**Material provided**
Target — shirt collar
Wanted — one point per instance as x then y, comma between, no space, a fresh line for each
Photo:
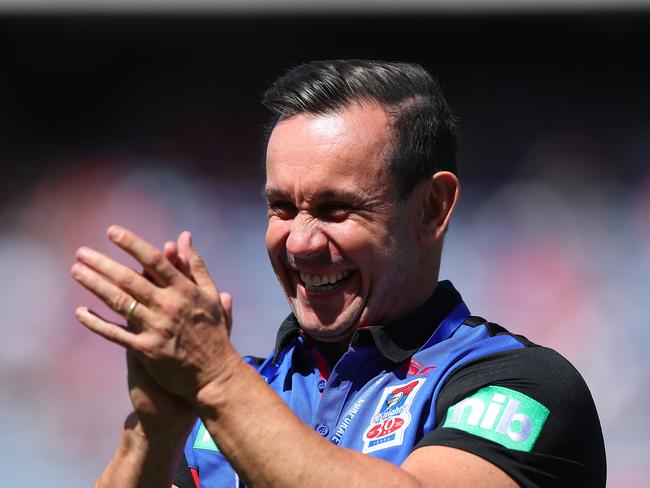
397,340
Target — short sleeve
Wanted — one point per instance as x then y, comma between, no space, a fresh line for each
527,411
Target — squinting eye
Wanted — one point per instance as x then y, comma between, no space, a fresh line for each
282,210
335,213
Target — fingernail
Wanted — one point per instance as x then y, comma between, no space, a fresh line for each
77,270
115,232
83,252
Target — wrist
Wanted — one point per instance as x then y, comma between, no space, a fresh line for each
213,396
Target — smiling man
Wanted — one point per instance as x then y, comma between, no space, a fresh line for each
380,376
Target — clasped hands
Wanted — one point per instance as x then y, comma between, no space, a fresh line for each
179,329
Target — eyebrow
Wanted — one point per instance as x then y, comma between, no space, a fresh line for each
272,193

**Aim of the exercise**
Read the listing above, then copy every line that includes the string "Target".

**Task output**
Target — shirt collar
Target — short sleeve
Target — squinting eye
Target — fingernail
Target — wrist
Target — smiling man
Target — clasped hands
Target — eyebrow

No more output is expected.